*Consigne*. Recopiez sans rien changer le passage du texte sur les îles Andaman qui commence par « Comment les équipes » et se termine par « sociétés dîtes isolées? ».

*Texte extrait*.
··········
Temps de lecture : 8 min

L'emphase médiatique et le champ sémantique qui les décrivent participent à fausser la représentation que l'on s'en fait.

Vue sur la plage numéro 3, Havelock Island, aux îles Andaman (Inde) où vivent des sociétés dites isolées. | Sankara Subramanian via Flickr
Vue sur la plage numéro 3, Havelock Island, aux îles Andaman (Inde) où vivent des sociétés dites isolées. | Sankara Subramanian via Flickr

En novembre 2018, John Chau était tué dans les îles Andaman, en voulant accéder à l'île de North Sentinel pour, disait-il, «apporter Jésus» aux personnes qui y vivent.

Dans le même archipel, sur les îles Andaman du Sud et du centre, les Jarawa connaissent une situation quasiment opposée à celle des Sentinelles, un peuple réputé pour vivre en complet isolement.

Là, à l'inverse, les tentatives pour interdire la présence des touristes –dont la curiosité est considérée comme malsaine et l'influence comme néfaste– sont un échec plus ou moins total puisqu'il est possible d'entrer en contact avec les communautés îliennes. Les personnes qui s'y rendent se comportent avec les autochtones comme les populations européennes du XIXe siècle pendant les expositions coloniales, leur jetant même des bananes.

Imaginaires persistants

Le traitement médiatique de la première affaire et les formes de tourisme qui existent parmi les Jarawa nous renseignent notamment à propos de représentations solidement ancrées dans les imaginaires occidentaux sur certains types de sociétés considérées comme «à part» (nous verrons à quel titre) et sur la relation aux autres que toute société entretient.

Les îles Andaman au large de l'Inde. | Michiel1972 via Wikimedia

Ces cas ont, en outre, soulevé des polémiques dont l'objet central est le caractère approprié ou non du comportement des personnes étrangères –en l'occurrence du missionnaires ou des touristes– dans des sociétés où elles n'ont pas été conviées. En réaction à la mort de John Chau, la réalisatrice Aruna HarPrasad s'était exclamée: «Mais qui était-il, ce jeune homme et d'ailleurs qui sommes-nous donc pour nous arroger le droit d'aller déranger ces gens et corrompre ces tribus isolées vivant en harmonie avec une nature dont nous avons désormais oublié l'essence même?»

Comment les équipes de recherche en sciences sociales peuvent-elles répondre à cette question et comment se positionnent-elles vis-à-vis des questions éthiques suscitées par ces contacts et par le développement du tourisme dans des sociétés dîtes isolées?

Des sociétés pas si hors du temps

Le vocabulaire mobilisé dans les médias pour désigner les Sentinelles ou les Jarawa, deux groupes autochtones (au sens de premiè·res habitant·es) des îles Andaman est, à bien des égards, daté: les mots pour qualifier les Sentinelles vont de «peuplade» ou de «peuplade isolée» à «tribu considérée comme la plus isolée de la planète» qui «vit en autarcie depuis des siècles».

Ceux utilisés pour désigner les Jarawa sont du même acabit: «une tribu isolée qui commence tout juste à entrer en contact avec le monde extérieur», dont l'histoire «remonte à la nuit des temps», puisque cette peuplade est issue «des premières migrations d'Afrique» et à ce titre ses membres seraient même des «Pygmées».
··········
*Données fournies*.
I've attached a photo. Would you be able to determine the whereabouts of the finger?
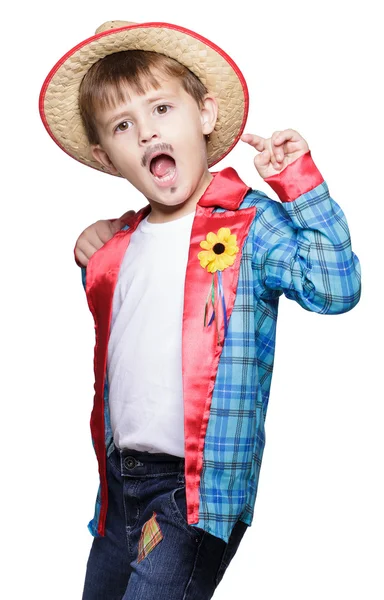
··········
*Réponse complète*.
Comment les équipes de recherche en sciences sociales peuvent-elles répondre à cette question et comment se positionnent-elles vis-à-vis des questions éthiques suscitées par ces contacts et par le développement du tourisme dans des sociétés dîtes isolées?